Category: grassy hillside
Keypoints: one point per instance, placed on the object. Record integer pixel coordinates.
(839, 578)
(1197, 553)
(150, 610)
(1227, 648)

━━━━━━

Retyping every entry exactly is the whole of the task.

Category: grassy hillside
Keypoints: one point per instance, placed on the object. Record integer pixel coordinates.
(839, 578)
(1197, 553)
(150, 610)
(1227, 648)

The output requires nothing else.